§ GIVEN TASK:
Find every line in the records that contains the string "lamp" and copy each such line. Matching is case-sensitive.
□ □ □ □
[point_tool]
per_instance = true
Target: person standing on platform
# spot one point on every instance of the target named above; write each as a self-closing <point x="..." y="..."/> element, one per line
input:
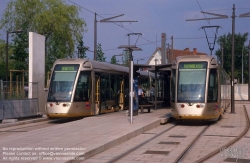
<point x="152" y="93"/>
<point x="140" y="94"/>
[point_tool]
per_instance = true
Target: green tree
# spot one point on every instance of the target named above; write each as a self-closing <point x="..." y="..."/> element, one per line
<point x="113" y="60"/>
<point x="57" y="21"/>
<point x="239" y="47"/>
<point x="81" y="49"/>
<point x="100" y="55"/>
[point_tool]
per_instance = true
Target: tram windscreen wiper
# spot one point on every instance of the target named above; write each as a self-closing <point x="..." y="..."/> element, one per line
<point x="55" y="100"/>
<point x="185" y="96"/>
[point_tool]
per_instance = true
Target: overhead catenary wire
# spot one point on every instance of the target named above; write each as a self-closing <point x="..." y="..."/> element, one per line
<point x="111" y="22"/>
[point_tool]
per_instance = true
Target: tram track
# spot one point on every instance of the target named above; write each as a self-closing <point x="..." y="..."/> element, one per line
<point x="230" y="143"/>
<point x="11" y="130"/>
<point x="186" y="146"/>
<point x="159" y="143"/>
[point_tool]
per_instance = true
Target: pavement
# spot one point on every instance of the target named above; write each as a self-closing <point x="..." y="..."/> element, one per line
<point x="86" y="138"/>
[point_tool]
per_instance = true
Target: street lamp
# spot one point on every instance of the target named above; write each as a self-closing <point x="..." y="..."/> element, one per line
<point x="242" y="63"/>
<point x="139" y="59"/>
<point x="7" y="56"/>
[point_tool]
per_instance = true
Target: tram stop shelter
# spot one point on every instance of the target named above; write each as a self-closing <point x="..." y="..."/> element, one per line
<point x="162" y="74"/>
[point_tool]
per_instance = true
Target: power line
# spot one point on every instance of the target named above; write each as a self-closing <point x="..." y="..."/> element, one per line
<point x="103" y="17"/>
<point x="204" y="14"/>
<point x="180" y="38"/>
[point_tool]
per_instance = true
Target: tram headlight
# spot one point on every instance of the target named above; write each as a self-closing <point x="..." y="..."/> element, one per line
<point x="65" y="105"/>
<point x="181" y="106"/>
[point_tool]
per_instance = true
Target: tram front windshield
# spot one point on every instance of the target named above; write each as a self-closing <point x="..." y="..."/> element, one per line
<point x="191" y="82"/>
<point x="62" y="82"/>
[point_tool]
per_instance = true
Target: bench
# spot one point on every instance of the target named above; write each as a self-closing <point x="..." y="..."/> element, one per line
<point x="145" y="107"/>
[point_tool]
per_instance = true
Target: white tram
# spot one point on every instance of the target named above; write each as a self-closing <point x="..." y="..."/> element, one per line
<point x="80" y="87"/>
<point x="200" y="88"/>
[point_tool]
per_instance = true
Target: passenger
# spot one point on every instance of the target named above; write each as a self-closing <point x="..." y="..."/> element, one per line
<point x="26" y="90"/>
<point x="152" y="93"/>
<point x="140" y="94"/>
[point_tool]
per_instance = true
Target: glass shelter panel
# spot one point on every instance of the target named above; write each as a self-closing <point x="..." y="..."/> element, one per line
<point x="213" y="86"/>
<point x="62" y="82"/>
<point x="191" y="82"/>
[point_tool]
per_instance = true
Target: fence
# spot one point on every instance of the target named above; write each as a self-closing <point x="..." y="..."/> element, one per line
<point x="18" y="99"/>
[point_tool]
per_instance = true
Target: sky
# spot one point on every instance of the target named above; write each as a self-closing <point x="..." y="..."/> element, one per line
<point x="154" y="18"/>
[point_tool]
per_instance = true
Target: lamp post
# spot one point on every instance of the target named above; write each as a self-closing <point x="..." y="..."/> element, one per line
<point x="139" y="59"/>
<point x="106" y="20"/>
<point x="242" y="64"/>
<point x="7" y="56"/>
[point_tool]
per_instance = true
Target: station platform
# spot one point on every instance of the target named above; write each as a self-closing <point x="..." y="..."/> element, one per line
□ □ □ □
§ FINAL ANSWER:
Target: street lamp
Target: lamp post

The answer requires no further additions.